> _Aim of the exercise_: Retype exactly the lines that run from the line with "Put a dot on each instance of the thick" to the final line of the entries, keeping both ends and nothing else.

Excerpt from a dataset:

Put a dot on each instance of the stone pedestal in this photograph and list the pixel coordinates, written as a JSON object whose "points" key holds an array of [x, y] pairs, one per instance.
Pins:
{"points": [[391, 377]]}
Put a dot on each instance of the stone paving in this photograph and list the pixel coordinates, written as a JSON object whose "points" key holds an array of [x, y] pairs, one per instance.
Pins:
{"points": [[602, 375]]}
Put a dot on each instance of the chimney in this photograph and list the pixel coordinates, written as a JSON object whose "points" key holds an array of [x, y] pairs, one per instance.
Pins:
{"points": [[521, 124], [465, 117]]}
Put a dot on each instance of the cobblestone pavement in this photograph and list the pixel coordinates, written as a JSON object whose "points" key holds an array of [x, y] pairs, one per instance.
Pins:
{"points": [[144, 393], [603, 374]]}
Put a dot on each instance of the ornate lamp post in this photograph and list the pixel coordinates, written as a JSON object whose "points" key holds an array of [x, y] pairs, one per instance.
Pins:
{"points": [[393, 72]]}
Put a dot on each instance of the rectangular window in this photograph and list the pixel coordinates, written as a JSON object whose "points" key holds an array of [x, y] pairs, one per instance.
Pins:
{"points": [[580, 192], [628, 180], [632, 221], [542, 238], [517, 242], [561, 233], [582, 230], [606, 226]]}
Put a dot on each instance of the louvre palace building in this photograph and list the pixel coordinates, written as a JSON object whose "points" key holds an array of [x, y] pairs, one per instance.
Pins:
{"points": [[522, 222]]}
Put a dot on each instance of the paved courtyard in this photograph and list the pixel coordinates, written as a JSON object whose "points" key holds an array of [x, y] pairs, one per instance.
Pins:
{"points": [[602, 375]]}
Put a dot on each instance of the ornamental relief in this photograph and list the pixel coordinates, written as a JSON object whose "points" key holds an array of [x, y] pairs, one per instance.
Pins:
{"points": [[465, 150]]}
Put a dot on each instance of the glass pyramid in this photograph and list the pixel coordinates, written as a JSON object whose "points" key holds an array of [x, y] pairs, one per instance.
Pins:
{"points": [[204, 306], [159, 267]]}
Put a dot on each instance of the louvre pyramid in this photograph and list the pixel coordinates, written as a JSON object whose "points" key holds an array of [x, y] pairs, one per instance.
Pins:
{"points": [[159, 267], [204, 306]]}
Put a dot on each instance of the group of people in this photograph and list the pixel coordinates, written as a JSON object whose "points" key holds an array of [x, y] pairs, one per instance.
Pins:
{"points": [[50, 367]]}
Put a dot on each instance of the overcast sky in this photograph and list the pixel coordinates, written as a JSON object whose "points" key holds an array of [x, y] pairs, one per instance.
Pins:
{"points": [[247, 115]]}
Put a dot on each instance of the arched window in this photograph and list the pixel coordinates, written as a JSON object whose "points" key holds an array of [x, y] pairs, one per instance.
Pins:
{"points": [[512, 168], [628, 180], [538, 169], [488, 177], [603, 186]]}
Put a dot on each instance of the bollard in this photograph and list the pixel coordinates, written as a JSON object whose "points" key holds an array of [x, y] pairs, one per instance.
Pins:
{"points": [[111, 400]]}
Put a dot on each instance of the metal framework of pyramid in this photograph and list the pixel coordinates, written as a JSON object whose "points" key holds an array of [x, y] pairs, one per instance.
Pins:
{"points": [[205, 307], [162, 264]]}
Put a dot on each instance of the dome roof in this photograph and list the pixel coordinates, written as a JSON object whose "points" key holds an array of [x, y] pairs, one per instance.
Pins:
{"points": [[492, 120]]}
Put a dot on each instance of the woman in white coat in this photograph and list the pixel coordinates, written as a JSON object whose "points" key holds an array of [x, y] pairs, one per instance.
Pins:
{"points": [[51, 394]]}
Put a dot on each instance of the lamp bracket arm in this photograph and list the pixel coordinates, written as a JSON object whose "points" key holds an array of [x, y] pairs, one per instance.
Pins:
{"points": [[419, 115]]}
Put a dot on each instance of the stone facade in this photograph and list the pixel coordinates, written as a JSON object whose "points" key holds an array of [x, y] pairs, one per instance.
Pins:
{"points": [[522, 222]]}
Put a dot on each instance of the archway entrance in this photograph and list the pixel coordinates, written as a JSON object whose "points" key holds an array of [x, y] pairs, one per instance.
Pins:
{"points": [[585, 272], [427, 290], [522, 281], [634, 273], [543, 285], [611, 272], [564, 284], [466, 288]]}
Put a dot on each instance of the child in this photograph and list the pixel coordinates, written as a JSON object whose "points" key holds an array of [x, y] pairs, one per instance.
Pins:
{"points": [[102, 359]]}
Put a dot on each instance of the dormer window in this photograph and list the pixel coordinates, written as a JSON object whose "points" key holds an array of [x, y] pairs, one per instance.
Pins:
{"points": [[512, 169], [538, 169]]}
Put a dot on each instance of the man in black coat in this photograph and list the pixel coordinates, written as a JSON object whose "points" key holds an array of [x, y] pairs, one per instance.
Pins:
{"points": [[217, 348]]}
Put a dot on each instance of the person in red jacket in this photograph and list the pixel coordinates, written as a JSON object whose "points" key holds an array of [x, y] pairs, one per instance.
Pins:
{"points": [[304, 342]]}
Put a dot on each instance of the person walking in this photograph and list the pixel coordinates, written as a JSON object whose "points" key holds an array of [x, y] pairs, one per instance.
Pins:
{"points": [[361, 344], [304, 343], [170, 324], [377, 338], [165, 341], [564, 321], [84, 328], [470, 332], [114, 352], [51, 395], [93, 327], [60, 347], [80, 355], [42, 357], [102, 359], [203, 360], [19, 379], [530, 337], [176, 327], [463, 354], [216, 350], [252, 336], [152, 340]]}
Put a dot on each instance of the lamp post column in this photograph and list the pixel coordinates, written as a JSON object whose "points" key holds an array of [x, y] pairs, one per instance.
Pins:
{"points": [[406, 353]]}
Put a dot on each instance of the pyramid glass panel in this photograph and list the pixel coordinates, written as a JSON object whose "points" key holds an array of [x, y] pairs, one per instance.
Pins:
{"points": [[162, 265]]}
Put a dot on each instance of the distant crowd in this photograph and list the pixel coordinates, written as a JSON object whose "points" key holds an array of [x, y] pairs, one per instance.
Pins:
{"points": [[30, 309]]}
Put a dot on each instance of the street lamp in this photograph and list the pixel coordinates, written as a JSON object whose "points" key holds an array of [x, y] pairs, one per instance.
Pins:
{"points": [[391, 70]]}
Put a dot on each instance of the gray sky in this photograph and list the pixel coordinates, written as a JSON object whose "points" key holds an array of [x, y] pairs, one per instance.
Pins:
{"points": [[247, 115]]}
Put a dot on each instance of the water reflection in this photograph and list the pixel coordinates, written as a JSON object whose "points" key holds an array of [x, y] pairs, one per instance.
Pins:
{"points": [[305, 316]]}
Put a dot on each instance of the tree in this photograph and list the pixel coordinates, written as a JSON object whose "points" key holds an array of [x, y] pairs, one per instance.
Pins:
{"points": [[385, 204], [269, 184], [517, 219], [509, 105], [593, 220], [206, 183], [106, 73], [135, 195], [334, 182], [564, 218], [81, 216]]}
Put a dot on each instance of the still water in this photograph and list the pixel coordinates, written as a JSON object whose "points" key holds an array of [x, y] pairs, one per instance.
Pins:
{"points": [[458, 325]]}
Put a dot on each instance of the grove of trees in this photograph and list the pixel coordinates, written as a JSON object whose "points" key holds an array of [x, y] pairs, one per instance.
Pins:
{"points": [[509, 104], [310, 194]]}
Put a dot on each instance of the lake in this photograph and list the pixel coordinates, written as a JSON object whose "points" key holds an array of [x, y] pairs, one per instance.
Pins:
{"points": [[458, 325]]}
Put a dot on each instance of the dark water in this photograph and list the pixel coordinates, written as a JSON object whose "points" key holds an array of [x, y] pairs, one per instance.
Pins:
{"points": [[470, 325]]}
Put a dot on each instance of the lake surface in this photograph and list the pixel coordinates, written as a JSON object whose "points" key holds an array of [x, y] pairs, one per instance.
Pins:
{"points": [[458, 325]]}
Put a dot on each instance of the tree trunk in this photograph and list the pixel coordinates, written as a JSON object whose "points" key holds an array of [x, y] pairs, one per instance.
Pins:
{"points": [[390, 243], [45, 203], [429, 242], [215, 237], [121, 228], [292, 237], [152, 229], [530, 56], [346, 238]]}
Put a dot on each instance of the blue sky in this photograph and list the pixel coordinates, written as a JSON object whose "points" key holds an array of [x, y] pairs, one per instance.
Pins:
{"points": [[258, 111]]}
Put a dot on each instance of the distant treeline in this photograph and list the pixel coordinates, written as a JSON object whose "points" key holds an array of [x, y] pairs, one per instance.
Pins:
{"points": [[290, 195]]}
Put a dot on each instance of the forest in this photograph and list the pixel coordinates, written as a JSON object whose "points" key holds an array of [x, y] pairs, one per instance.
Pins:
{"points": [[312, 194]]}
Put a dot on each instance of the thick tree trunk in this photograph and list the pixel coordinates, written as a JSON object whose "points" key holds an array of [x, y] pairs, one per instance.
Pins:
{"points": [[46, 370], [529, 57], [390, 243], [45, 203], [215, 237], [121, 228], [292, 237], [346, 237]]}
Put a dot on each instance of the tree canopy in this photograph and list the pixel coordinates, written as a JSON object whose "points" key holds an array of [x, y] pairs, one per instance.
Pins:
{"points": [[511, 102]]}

> _The response_:
Put a dot on each instance of the thick tree trunk in this photograph and list the pixel coordinates, written as a JSON object whose "points" key holds an array of [x, y] pairs, one per instance.
Pins:
{"points": [[46, 370], [529, 57], [390, 243], [45, 203], [215, 237], [121, 228], [292, 237], [346, 237]]}
Put a dot on each instance of the tree canopy in this photograph and list the pixel coordinates, written as a JSON object whose "points" key holds an array of [x, y] pairs, one per instance.
Pins:
{"points": [[511, 102]]}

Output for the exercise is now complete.